[Provided passage]

A good friend was in hospital recently, for an operation followed by two weeks of recovery. Next to the boredom, and the constant interruptions for tests of various sorts, the worst thing about hospital, she said, was the food. Beige, unappealing and unhealthy, it did nothing for her already waning appetite and she ended up eating only bananas for two weeks.

And it seems it’s not just patients’ meals that are less-than-healthy; a recent report revealed that one in four nurses in the UK’s national health service (NHS) is obese and there are high staff sickness levels. It’s a problem that’s driven one hospital, Tameside in Manchester, to smarten up its food act, with staff vending machines now selling only healthier options and sugar-free drinks.

Tameside has become the first hospital in the UK to cut sugary snacks and sweetened drinks from its restaurant; from this month (January), the only drinks on the menu for staff and visitors will be tea, milk, sugar-free drinks and water. And the Costa coffee shop on site will cut down on promoting sugary food and drink.

Amanda Bromley is the hospital director responsible for staff wellbeing at Tameside. She said: “Obesity related illness is taking an increasing toll on the NHS, as almost half of nurses are over the age of 45. The figures are deeply worrying and long, stressful shifts often made it hard for staff to make healthy choices. I believe by listening to colleagues and being guided by the results of the staff weight loss experiment we are showing that things can change.”

The changes follow the success of a slimming programme laid on by the hospital for 100 or so staff members. The Slimpod programme was commissioned by hospital Trust chief executive Karen James because of her concerns about the health and wellbeing of her team.

[/Provided passage]
[Entries supplied]

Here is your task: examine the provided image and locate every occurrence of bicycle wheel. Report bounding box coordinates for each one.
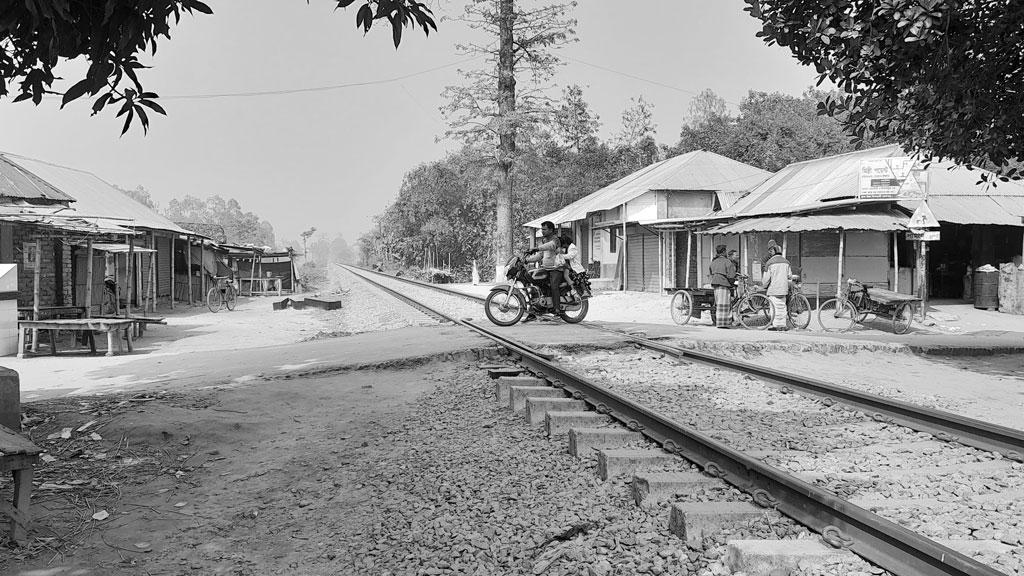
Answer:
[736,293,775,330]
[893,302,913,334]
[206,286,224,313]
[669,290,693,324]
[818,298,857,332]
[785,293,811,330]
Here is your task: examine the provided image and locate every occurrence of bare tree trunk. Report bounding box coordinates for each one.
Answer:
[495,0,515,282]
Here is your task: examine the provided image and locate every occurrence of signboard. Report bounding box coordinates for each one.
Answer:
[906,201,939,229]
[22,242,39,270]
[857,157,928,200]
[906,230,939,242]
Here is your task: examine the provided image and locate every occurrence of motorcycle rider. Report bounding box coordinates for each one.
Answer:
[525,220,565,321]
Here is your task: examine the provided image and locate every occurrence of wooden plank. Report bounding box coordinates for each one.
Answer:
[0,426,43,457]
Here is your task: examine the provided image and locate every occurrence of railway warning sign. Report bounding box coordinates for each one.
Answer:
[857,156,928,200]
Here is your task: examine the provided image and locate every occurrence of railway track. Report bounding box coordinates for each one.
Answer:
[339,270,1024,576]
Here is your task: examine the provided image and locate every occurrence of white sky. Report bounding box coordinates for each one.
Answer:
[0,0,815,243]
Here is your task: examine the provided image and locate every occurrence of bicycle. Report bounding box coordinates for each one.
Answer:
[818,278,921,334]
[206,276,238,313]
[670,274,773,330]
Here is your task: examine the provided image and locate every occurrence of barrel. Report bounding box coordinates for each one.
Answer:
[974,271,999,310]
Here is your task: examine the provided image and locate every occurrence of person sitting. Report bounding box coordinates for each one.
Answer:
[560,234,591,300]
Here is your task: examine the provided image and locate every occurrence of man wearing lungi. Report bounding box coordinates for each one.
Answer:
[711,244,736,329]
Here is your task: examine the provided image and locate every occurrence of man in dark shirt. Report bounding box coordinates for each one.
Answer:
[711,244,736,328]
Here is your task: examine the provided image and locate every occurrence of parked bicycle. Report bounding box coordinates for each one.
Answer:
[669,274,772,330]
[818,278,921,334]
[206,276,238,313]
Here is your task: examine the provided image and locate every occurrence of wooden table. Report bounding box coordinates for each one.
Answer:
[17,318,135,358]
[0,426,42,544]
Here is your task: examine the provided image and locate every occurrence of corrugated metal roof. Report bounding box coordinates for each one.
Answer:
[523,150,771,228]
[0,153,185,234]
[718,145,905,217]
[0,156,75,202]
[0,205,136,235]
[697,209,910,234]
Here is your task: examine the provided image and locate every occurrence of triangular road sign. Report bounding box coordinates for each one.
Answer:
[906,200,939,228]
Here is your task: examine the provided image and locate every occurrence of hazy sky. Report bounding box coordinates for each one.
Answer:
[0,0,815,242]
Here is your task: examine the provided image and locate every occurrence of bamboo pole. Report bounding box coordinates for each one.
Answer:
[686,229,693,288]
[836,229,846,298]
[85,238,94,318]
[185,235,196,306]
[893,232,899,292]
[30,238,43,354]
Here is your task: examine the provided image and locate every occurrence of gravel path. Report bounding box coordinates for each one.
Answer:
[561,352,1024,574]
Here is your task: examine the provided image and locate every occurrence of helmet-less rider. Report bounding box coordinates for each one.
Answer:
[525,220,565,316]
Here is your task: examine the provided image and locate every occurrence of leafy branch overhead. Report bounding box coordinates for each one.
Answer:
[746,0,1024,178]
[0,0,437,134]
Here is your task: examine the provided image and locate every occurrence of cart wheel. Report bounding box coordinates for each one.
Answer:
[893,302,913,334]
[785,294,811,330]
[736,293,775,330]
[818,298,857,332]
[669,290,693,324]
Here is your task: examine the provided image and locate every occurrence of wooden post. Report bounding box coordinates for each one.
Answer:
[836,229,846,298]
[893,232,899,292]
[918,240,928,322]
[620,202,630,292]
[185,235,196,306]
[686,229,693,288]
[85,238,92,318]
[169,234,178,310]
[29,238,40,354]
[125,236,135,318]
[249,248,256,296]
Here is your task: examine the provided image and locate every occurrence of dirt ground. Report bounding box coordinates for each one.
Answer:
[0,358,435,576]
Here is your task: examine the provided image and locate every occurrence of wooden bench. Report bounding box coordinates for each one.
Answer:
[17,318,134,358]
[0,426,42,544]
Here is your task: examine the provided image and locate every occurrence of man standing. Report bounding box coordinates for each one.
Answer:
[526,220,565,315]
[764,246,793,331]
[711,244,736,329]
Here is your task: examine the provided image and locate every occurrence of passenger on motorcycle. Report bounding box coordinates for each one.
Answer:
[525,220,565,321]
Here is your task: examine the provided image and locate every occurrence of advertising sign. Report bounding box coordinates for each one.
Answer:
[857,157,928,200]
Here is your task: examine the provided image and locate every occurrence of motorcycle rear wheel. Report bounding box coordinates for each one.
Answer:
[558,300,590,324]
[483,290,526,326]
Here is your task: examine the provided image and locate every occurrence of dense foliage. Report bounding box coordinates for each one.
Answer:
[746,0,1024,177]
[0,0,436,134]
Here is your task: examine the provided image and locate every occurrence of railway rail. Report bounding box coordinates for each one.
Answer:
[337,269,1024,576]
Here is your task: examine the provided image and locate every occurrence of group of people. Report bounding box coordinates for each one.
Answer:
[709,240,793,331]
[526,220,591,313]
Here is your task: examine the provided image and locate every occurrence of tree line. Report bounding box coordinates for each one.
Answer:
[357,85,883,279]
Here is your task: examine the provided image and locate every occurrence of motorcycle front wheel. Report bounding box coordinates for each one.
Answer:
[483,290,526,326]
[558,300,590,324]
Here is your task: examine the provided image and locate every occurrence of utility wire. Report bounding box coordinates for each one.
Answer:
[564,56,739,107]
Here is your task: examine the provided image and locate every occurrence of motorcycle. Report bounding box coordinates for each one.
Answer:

[/Entries supplied]

Exercises to complete:
- A) Check these three statements against the article on hospital food at Tameside. For each, answer yes or no and quote the words from the article that decide it.
(i) The friend in hospital ate only bananas for two weeks.
(ii) Tameside hospital is in Liverpool.
(iii) Amanda Bromley commissioned the Slimpod programme.
- B) Pick up the article on healthier food at Tameside hospital after its last sentence and keep writing.

Answers by item:
- A)
(i) Yes: "she ended up eating only bananas for two weeks"
(ii) No: "Tameside in Manchester"
(iii) No: "The Slimpod programme was commissioned by hospital Trust chief executive Karen James"

- B)
“My staff work very hard,” said James. “Long hours and shift patterns often make it very difficult for people to make healthy choices, so they opt for the instant sweet fixes, which until today have been readily available. These are dedicated healthcare professionals who believe they should be role models for their patients but the food environment has been working against them.”

Staff members who followed the Slimpod programme reduced their portion sizes, ate healthier foods and lost weight. The most successful person on the study lost 13.1kg over the 12 weeks, and one who had been chronically diabetic now has the condition under control.

Urgent care nurse Luan Walton, 38, lost 20 pounds in 12 weeks. “I’ve already dropped a dress size and a half,” she said. “I’m wearing a smaller uniform and soon will have to replace it with an even smaller one.”

Cancer nurse Stephanie Ridgeway, 50, said: “My problem was I could be giving advice to my patients about healthy eating with my pockets stuffed with chocolate bars. Now I feel that I’m practising what I preach. I’ve lost 21lbs and I’m a size 10.”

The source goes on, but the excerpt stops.